Hawkins’ Hadrosaurus skeleton also has some bearing on a debate of sorts that involves natural history museums today.  Earlier this year, “Thomas H. Benton” (the pen name of William Pannapacker), a professor of English at Hope College, published a piece in The Chronicle of Higher Education entitled Getting Real at Natural-History Museums (July 1, 2010) in which he takes these museums to task for succumbing to the entertainment bug and for mounting displays that contain “fakes.”  Venturing into the Academy of Natural Sciences in Philadelphia with his daughter in search of the real dinosaur skeletons he remembered from his youth, he was dismayed to discover only replicas.  He asserts

Natural-history museums like the [Academy of Natural Sciences] emerged to provide exhibits that were reliably authentic and that could instruct the public and build the credibility of science in a period, like our own, in which pseudoscience had a strong hold on the general imagination.  Of course, the replicas in natural-history museums, unlike [P.T.] Barnum’s humbugs, present authentic science, but, over the last few generation, museums have become more willing to use substitutes in place of real artifacts.  It seemed like a good idea at the time. . . .

You could say that a fake skeleton educates as well as a real one, and it surely looks as good for publicity purposes.  But one of the fundamental attractions of natural-history museums – and museums in general – is the aura of authenticity and the power they have to inspire the imagination, particularly for children, in an era that is increasingly characterized by the virtual and the simulated.  That was not true when fossil replicas were first introduced – the changes were made with the best of intentions – but it is surely the case now.

Frankly, I am always suspicious of people who argue that there was once a “golden age” and that we’ve lost our way.  Too often that “golden age” proves to have been a mirage, the reality being nothing like what was remembered.  Clearly, that's the case in this instance.

A wonderful response to “Benton” was penned by Chris, a museum curator, on his blog Prerogative of Harlots (July 26, 2010).  He observes, “When Benton refers to fakes, he’s actually taking about casts – specifically the cast dinosaur skeletons that many museums exhibit in their galleries.”  Why do they do that?  For one thing, there are very few complete fossil skeletons.  Most are exceedingly incomplete.  So even a skeleton of an individual specimen that includes real bones will include many replicas of bone.  Chris points out that the dinosaur “Benton” remembers from his youth at the Academy was a composite, not the “real” thing.  Chris describes the precision behind the creation of casts, a process producing something that is

as close to the fossil as it’s possible to get without actually owning it.  Casts are heavily used in paleontology because of the scarcity of fossil specimens – they are exchanged between museums and sent out on loan to researchers.  We assign them catalog numbers and treat them in the same way as we would treat any museum specimen.

[Dataset excerpts]

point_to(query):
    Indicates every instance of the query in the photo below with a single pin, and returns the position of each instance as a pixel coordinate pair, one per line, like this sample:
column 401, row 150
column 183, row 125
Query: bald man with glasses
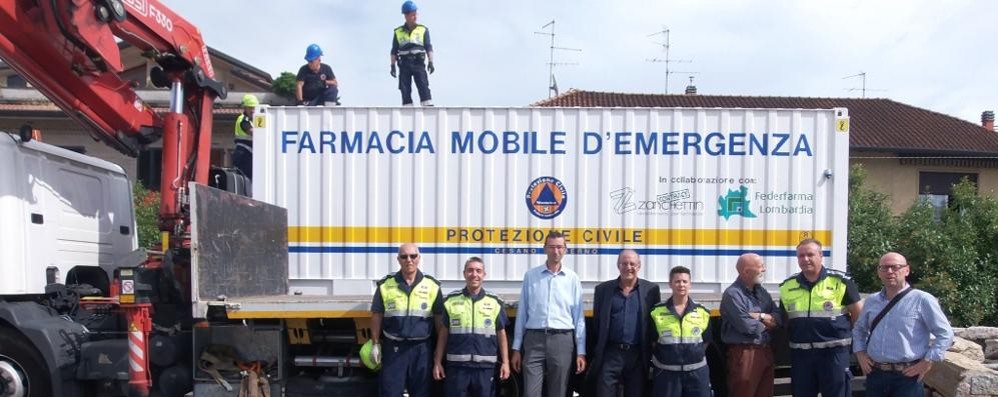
column 407, row 306
column 891, row 338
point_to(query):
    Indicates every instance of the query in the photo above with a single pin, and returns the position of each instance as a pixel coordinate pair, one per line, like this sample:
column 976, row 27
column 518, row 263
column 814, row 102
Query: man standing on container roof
column 242, row 157
column 892, row 336
column 550, row 324
column 820, row 306
column 411, row 47
column 406, row 307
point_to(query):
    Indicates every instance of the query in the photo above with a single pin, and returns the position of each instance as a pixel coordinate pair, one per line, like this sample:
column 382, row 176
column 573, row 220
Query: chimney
column 692, row 89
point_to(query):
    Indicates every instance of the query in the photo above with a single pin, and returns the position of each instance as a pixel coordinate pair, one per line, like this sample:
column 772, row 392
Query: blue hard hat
column 408, row 7
column 312, row 52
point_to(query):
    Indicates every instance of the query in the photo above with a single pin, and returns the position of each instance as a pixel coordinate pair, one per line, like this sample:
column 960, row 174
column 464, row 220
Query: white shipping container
column 683, row 186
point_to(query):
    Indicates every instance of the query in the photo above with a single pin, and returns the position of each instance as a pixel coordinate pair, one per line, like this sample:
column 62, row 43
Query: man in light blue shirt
column 550, row 324
column 896, row 354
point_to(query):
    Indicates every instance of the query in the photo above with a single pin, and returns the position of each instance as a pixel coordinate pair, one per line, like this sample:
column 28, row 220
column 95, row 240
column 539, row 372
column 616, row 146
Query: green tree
column 951, row 258
column 146, row 205
column 284, row 85
column 872, row 230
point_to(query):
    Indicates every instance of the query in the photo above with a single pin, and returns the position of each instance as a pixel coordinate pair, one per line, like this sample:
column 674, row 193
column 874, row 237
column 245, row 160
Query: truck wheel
column 23, row 372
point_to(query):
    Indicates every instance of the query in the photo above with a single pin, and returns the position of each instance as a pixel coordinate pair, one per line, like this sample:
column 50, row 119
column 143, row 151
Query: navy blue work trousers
column 405, row 366
column 413, row 69
column 820, row 370
column 463, row 381
column 695, row 383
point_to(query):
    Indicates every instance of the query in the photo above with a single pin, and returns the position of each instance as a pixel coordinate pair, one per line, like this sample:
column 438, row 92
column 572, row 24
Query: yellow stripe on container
column 535, row 236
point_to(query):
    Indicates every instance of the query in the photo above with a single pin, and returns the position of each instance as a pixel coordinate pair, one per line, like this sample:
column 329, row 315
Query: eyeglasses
column 893, row 268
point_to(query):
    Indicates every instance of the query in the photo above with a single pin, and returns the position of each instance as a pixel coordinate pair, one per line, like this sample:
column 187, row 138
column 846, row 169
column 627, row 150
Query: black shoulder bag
column 890, row 305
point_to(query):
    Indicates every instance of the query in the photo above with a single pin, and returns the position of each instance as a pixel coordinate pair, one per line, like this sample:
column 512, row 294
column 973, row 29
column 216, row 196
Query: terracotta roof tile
column 875, row 124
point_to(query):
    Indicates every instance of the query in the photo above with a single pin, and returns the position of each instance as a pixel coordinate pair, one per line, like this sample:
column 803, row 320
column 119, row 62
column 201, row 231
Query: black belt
column 896, row 367
column 749, row 345
column 552, row 331
column 623, row 346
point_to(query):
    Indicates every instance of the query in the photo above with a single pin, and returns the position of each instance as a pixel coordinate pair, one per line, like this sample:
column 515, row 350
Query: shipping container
column 683, row 186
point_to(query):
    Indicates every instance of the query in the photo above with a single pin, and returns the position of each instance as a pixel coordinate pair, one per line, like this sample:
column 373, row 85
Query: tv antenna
column 552, row 83
column 862, row 89
column 667, row 61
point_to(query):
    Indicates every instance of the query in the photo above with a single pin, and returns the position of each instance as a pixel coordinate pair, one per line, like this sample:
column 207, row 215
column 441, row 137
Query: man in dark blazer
column 622, row 330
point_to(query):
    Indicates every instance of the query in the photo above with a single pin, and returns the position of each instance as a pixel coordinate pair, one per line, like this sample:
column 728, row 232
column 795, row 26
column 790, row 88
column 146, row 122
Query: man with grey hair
column 899, row 334
column 550, row 324
column 748, row 317
column 621, row 330
column 406, row 306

What you will do →
Extend the passage on dinosaur casts in natural history museums, starting right after its final sentence.

Task answer →
He argues, persuasively in my mind, that the answer to the question “Is it real?” when standing before a dinosaur skeleton cast is

Absolutely, in the sense that there was once an animal that looked like this, we have the bones to prove it, and this exhibit specimen could not have been made without those bones.

Hawkins’ Hadrosaurus foulkii itself constitutes another strong response to “Benton.”  From the very outset of museums displaying mounted dinosaur skeletons, they were real only in the sense that Chris described, not in the way “Benton” misremembered from his childhood and before.  Then and now, they draw crowds and inspire the imagination, regardless of whether this or that bone is rock or a cast.

One final small note, Hawkins is tied to the Hadrosaurus stereoview in another way; it’s his restoration of an Irish elk appearing in the background.


Sources

The Academy of Natural Science has some useful information on its website for the exhibit about Hadrosaurus foulkii that it mounted in 2009.

Richard C. Ryder wrote a very interesting piece on dinosaurs in stereoviews entitled Dinosaurs Through the Stereoscope, Stereoworld, March/April 1985.

For a great exploration of Hawkins’ work, including the process for creating the mounted Hadrosaurus skeleton, see The Art of Bones:  Nineteenth-century Artist Benjamin Waterhouse Hawkins Still Influences How Prehistoric Life is Represented Today, by Robert McCracken Peck, Natural History, December 2008 – January 2009.  This article was adapted from the book All in the Bones: A Biography of Benjamin Waterhouse Hawkins, by Valerie Bramwell and Robert M. Peck.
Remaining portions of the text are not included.